** Directive **
Could you render every line of the listing below as a Markdown table with the columns Index and Text, skipping any blank lines?

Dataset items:
>>>>
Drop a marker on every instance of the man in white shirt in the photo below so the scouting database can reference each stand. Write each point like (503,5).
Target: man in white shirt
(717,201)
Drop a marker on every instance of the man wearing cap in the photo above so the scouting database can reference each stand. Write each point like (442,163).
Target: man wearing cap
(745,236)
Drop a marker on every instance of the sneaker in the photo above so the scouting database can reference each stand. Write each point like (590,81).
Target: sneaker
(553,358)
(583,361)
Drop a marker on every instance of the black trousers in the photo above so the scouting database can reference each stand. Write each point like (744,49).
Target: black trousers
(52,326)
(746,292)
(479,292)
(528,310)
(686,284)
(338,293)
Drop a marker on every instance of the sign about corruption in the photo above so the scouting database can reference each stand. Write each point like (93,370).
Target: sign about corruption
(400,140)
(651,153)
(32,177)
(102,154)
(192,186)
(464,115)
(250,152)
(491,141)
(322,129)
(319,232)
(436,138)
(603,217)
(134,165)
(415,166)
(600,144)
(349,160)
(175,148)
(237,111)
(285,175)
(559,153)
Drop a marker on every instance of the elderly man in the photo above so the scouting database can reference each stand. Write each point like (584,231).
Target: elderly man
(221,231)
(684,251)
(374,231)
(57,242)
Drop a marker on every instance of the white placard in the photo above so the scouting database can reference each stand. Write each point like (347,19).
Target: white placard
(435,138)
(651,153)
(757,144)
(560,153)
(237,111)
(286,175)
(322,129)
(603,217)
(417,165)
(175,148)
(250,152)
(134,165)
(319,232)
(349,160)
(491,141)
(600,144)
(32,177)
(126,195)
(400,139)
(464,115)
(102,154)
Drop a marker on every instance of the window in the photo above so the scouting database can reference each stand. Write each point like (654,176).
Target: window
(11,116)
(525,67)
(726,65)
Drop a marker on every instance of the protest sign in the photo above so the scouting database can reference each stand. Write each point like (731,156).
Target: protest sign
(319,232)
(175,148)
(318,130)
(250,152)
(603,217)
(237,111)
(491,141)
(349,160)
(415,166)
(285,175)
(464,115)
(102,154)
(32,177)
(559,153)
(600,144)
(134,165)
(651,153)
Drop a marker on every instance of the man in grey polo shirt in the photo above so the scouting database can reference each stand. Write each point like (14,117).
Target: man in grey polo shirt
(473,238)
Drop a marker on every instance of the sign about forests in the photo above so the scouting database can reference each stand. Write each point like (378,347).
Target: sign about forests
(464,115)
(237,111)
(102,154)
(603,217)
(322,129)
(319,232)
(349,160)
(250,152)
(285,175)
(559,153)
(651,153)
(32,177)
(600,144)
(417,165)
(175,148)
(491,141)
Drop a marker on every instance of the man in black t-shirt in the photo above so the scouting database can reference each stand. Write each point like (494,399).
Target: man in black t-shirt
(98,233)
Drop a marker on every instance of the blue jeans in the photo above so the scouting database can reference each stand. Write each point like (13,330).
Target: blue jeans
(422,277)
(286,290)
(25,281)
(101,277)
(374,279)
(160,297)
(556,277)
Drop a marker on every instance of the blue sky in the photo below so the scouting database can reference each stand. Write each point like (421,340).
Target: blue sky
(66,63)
<<<<
** Exercise solution **
| Index | Text |
|---|---|
| 1 | Drop a marker on every instance of the man in white shirt in the photo below so the scouting database can reference each stand. Write each point like (503,5). |
| 2 | Target: man in white shirt |
| 3 | (717,201) |
| 4 | Drop a marker on every instance of the man wearing cap in the photo above so the scouting database can reference each stand. Write each point like (442,163). |
| 5 | Target: man wearing cap |
| 6 | (745,236) |
| 7 | Drop a marker on every instance of the sneaker in the photo above so the scouting database can reference each stand. Write each point like (590,81). |
| 8 | Target: sneaker |
| 9 | (553,358) |
| 10 | (583,361) |
| 11 | Drop a marker on every instance of the black trousers in the photo above so the scouting database can reference each stand. Write each point like (744,49). |
| 12 | Target: black trousers |
| 13 | (52,326) |
| 14 | (746,292) |
| 15 | (479,292) |
| 16 | (528,310) |
| 17 | (686,284) |
| 18 | (338,293) |
| 19 | Drop a marker on every instance of the sign about corruption in the photo above so the scouting database can reference each stand. Write each point like (93,370). |
| 20 | Target: sign about corruption |
| 21 | (400,140) |
| 22 | (651,153) |
| 23 | (32,177) |
| 24 | (102,154) |
| 25 | (192,186) |
| 26 | (464,115) |
| 27 | (250,152) |
| 28 | (491,141) |
| 29 | (322,129) |
| 30 | (319,232) |
| 31 | (436,138) |
| 32 | (603,217) |
| 33 | (134,165) |
| 34 | (415,166) |
| 35 | (600,144) |
| 36 | (349,160) |
| 37 | (175,148) |
| 38 | (237,111) |
| 39 | (285,175) |
| 40 | (559,153) |
| 41 | Drop a marker on every instance of the elderly man in the photo above so the scouting database can reference each stand. Write each point like (584,231). |
| 42 | Target: elderly man |
| 43 | (221,231) |
| 44 | (684,251) |
| 45 | (374,231) |
| 46 | (57,242) |
| 47 | Drop a marker on every instance of the white placard in the photo above so the scouting database can reference each stand. Write each point like (347,19). |
| 48 | Target: white placard |
| 49 | (435,138) |
| 50 | (651,153) |
| 51 | (757,144) |
| 52 | (560,153) |
| 53 | (237,111) |
| 54 | (286,175) |
| 55 | (322,129) |
| 56 | (603,217) |
| 57 | (417,165) |
| 58 | (175,148) |
| 59 | (250,152) |
| 60 | (134,165) |
| 61 | (319,232) |
| 62 | (349,160) |
| 63 | (491,141) |
| 64 | (600,144) |
| 65 | (32,177) |
| 66 | (126,195) |
| 67 | (400,139) |
| 68 | (464,115) |
| 69 | (102,154) |
| 70 | Drop a marker on every instance of the window in the photo above so the scouting database can reference each stand. Write each point like (654,176). |
| 71 | Target: window |
| 72 | (11,116) |
| 73 | (525,67) |
| 74 | (726,65) |
| 75 | Drop a marker on every instance of the protest sign in the photo above so the scouting database can reference each stand. Write each point like (731,156). |
| 76 | Target: protest sign |
| 77 | (319,232) |
| 78 | (175,148) |
| 79 | (318,130) |
| 80 | (250,152) |
| 81 | (603,217) |
| 82 | (237,111) |
| 83 | (491,141) |
| 84 | (349,160) |
| 85 | (415,166) |
| 86 | (285,175) |
| 87 | (464,115) |
| 88 | (102,154) |
| 89 | (32,177) |
| 90 | (559,153) |
| 91 | (600,144) |
| 92 | (134,165) |
| 93 | (651,153) |
| 94 | Drop a marker on every instance of the man in grey polo shirt in the photo above so the scouting database can reference each stand. Write each point like (14,117). |
| 95 | Target: man in grey polo shirt |
| 96 | (473,238) |
| 97 | Drop a marker on every instance of the sign about forests in the photo above so the scouting database can reference each stand. Write each point like (378,347). |
| 98 | Target: sign about forests |
| 99 | (464,115) |
| 100 | (237,111) |
| 101 | (102,154) |
| 102 | (603,217) |
| 103 | (322,129) |
| 104 | (319,232) |
| 105 | (349,160) |
| 106 | (250,152) |
| 107 | (285,175) |
| 108 | (559,153) |
| 109 | (651,153) |
| 110 | (32,177) |
| 111 | (600,144) |
| 112 | (417,165) |
| 113 | (175,148) |
| 114 | (491,141) |
| 115 | Drop a marker on every instance of the man in black t-shirt in the photo above so the scouting database can reference each stand. Write each point like (494,399). |
| 116 | Target: man in black t-shirt |
| 117 | (98,233) |
| 118 | Drop a marker on every instance of the blue jeans in the photo above so the scouting database can reference each stand. Write each point like (13,330). |
| 119 | Target: blue jeans |
| 120 | (422,277) |
| 121 | (286,290) |
| 122 | (25,281) |
| 123 | (101,277) |
| 124 | (374,279) |
| 125 | (160,297) |
| 126 | (556,277) |
| 127 | Drop a marker on every instance of the blue sky in the photo below so the scouting database can reference each stand. Write each point like (421,340). |
| 128 | Target: blue sky |
| 129 | (66,63) |